→ **Provided information**
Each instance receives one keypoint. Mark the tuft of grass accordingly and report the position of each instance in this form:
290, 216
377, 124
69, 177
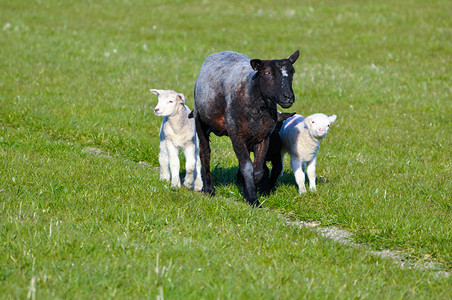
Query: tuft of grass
80, 223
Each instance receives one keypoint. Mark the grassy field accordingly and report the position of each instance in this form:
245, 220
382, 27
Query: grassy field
79, 223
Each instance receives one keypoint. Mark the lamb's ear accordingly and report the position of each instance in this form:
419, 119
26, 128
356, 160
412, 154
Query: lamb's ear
256, 64
180, 98
332, 118
293, 58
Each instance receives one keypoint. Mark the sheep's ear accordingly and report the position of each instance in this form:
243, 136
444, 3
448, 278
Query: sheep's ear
155, 92
332, 118
284, 116
256, 64
180, 98
293, 58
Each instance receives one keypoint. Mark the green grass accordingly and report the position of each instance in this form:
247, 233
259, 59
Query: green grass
76, 74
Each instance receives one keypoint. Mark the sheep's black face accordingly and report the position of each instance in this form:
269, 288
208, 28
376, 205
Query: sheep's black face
275, 78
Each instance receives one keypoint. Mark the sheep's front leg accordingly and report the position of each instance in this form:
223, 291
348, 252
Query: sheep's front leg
173, 155
261, 172
297, 167
164, 161
310, 170
190, 164
246, 170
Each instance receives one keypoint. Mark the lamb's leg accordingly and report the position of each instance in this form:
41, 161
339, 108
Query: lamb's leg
204, 155
310, 170
173, 155
190, 164
297, 167
164, 161
197, 174
277, 169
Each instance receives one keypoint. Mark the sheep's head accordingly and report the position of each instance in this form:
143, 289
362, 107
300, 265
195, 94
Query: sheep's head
168, 102
319, 124
275, 79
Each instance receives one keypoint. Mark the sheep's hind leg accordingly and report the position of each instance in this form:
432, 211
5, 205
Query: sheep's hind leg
204, 155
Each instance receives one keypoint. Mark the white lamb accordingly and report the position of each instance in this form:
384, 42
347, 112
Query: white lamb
177, 132
301, 138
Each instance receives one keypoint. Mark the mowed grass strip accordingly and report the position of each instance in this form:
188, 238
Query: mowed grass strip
77, 75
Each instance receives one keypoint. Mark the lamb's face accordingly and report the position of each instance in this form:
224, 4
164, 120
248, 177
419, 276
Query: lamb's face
168, 102
319, 124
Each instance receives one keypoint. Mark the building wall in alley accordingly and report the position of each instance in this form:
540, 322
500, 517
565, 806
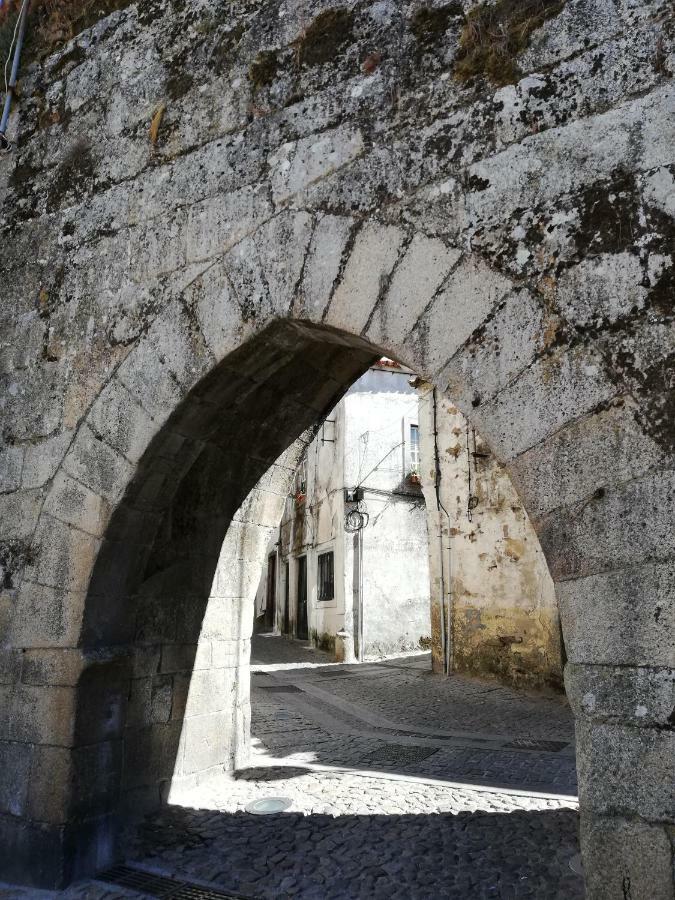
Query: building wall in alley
381, 571
503, 611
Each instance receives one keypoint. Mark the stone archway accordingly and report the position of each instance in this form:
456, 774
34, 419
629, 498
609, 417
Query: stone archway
244, 272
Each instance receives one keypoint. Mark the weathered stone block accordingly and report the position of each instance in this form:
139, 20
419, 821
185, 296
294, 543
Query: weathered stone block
625, 695
210, 691
626, 858
218, 223
365, 273
97, 465
206, 743
46, 616
584, 540
417, 278
465, 300
623, 771
548, 395
571, 464
73, 503
122, 421
43, 714
15, 767
52, 667
296, 165
64, 556
322, 265
11, 466
19, 514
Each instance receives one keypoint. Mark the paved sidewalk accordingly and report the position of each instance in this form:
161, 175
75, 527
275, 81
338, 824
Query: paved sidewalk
391, 776
401, 785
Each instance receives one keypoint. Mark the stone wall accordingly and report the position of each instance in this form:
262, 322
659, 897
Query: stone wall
485, 557
215, 217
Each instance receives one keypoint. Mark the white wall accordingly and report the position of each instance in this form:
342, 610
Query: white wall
364, 440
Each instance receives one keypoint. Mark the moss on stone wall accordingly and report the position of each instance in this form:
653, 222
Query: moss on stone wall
494, 35
322, 39
53, 23
263, 69
429, 23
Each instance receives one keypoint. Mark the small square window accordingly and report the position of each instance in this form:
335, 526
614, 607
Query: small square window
325, 576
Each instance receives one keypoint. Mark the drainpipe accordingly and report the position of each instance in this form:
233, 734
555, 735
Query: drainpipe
20, 33
446, 584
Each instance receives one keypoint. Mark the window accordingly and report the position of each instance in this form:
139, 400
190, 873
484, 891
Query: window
326, 579
414, 449
300, 481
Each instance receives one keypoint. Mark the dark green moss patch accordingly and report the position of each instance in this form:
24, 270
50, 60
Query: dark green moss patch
320, 42
429, 24
14, 557
52, 24
263, 69
494, 35
74, 176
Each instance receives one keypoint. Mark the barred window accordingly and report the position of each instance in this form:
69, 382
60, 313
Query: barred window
326, 577
414, 448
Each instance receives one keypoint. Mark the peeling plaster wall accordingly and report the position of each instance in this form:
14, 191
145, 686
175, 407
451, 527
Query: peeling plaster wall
364, 439
503, 609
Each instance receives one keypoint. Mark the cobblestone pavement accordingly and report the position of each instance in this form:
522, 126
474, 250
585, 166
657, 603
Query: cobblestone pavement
390, 774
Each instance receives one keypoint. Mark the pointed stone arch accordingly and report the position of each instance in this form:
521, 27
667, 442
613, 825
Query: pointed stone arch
262, 256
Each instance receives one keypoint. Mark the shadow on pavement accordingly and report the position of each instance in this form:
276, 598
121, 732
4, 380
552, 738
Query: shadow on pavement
460, 856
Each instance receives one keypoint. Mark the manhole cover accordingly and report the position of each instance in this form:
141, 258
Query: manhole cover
532, 744
333, 673
267, 806
281, 689
159, 886
398, 755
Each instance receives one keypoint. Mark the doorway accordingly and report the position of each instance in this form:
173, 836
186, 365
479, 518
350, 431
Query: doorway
302, 630
270, 607
287, 611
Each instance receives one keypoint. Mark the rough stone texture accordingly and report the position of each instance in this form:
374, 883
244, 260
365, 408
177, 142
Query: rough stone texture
171, 323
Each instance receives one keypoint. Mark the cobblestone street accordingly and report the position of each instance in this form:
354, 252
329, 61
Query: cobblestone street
402, 784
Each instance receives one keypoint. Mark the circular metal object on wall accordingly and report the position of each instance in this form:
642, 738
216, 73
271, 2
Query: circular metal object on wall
267, 806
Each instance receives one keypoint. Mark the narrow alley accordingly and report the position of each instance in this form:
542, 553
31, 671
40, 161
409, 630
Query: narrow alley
396, 783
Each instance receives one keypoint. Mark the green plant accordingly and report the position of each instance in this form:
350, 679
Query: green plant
494, 34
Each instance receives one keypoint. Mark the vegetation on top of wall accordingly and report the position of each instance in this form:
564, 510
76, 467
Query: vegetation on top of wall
53, 23
262, 70
429, 23
321, 40
494, 35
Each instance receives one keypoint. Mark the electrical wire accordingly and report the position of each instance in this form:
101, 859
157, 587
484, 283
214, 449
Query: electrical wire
15, 48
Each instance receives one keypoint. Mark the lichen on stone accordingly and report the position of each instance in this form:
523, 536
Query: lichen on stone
429, 23
494, 34
263, 69
322, 39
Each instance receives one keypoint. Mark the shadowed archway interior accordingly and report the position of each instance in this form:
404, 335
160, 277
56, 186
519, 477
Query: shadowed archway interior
213, 470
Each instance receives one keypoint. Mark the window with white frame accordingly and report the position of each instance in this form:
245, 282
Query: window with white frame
325, 576
414, 448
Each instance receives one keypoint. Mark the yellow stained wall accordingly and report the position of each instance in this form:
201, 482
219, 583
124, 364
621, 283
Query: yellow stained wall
504, 616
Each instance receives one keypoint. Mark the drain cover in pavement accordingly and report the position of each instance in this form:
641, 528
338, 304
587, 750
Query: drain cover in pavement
328, 673
281, 689
532, 744
398, 755
159, 886
267, 806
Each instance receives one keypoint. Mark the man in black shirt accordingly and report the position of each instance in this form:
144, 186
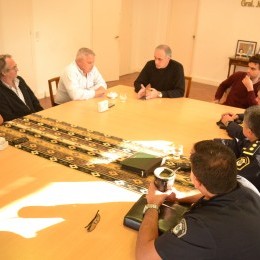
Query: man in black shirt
223, 222
161, 77
16, 98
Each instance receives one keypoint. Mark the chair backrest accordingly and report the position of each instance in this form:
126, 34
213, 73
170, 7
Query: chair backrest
187, 85
50, 83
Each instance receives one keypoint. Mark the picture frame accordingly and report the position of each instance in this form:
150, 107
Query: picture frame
245, 49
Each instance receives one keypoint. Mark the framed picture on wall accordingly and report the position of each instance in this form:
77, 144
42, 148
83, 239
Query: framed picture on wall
245, 48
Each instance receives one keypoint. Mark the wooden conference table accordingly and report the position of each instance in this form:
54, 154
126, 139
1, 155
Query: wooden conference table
45, 206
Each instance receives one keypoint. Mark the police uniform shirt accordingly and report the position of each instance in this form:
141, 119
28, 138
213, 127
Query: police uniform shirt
248, 164
224, 227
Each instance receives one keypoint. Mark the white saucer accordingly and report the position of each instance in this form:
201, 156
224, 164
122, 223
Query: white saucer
112, 95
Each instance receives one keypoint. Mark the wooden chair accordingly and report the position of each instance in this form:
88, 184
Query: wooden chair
50, 83
187, 85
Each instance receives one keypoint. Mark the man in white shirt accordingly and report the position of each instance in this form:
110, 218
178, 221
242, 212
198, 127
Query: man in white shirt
81, 80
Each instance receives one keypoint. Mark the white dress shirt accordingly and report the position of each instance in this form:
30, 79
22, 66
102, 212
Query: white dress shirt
74, 85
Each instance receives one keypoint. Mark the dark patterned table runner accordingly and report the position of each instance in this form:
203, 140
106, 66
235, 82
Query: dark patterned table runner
85, 150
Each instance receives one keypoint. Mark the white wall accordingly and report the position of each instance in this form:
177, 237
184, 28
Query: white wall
60, 28
220, 24
15, 36
43, 36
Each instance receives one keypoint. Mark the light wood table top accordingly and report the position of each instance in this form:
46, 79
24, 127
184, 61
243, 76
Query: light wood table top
45, 206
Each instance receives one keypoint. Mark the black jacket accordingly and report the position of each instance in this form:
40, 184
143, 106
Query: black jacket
247, 153
11, 106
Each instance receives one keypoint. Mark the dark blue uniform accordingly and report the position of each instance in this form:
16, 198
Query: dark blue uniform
248, 154
224, 227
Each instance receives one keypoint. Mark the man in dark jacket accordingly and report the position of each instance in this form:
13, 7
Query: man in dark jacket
161, 77
222, 222
16, 98
242, 87
245, 143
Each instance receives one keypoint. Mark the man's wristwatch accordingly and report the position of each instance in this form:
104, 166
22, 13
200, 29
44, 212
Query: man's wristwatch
227, 123
151, 206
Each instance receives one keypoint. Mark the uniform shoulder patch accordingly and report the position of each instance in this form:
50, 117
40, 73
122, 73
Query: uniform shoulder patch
252, 149
180, 229
242, 162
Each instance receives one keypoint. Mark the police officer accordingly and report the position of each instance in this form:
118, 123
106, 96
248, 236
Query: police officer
246, 143
222, 224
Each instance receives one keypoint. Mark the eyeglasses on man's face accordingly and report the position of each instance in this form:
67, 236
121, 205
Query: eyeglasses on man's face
13, 68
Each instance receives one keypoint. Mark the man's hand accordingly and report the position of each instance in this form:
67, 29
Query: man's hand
151, 93
248, 83
100, 92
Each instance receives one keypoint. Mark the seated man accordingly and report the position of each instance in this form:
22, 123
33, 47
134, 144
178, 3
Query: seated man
242, 86
81, 80
161, 77
245, 143
222, 222
16, 98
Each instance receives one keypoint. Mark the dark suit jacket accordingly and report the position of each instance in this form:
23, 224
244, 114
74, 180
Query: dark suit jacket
11, 106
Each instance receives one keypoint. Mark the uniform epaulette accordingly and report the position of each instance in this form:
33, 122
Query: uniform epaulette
251, 150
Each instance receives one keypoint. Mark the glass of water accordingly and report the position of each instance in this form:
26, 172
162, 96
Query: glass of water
123, 97
177, 151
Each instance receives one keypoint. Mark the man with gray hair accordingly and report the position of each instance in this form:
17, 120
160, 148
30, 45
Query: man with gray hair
16, 97
81, 79
161, 77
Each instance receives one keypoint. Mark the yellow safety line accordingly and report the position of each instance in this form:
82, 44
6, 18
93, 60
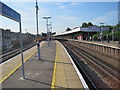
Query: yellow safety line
54, 72
17, 68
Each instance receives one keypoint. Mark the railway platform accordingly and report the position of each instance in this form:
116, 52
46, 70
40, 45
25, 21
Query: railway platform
55, 69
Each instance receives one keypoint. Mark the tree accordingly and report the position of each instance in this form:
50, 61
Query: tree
84, 25
68, 29
89, 24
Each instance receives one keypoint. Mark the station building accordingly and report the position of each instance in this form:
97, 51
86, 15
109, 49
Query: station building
81, 33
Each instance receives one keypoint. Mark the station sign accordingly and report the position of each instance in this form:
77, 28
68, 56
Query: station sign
9, 12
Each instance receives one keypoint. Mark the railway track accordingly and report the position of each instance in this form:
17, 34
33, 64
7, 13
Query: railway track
13, 53
107, 74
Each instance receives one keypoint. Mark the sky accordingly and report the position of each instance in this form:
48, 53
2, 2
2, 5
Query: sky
64, 14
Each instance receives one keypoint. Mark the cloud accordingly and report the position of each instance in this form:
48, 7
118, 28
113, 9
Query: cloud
108, 18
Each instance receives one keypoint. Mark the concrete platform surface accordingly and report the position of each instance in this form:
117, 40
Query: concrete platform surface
38, 72
55, 69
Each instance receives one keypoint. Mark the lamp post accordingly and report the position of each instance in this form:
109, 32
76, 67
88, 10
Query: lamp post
38, 43
48, 31
51, 29
101, 32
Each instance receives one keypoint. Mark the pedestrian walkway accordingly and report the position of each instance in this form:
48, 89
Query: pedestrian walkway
55, 69
65, 74
38, 73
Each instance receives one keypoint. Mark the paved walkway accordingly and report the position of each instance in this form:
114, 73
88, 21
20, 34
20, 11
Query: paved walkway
38, 72
55, 70
65, 74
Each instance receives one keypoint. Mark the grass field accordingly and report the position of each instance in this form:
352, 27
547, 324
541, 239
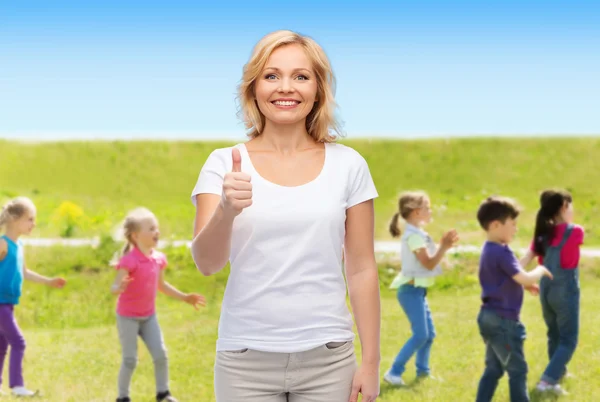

→ **Objective**
Give only the number of lines in the listing above that contain the word "paved".

→ **Task answer**
4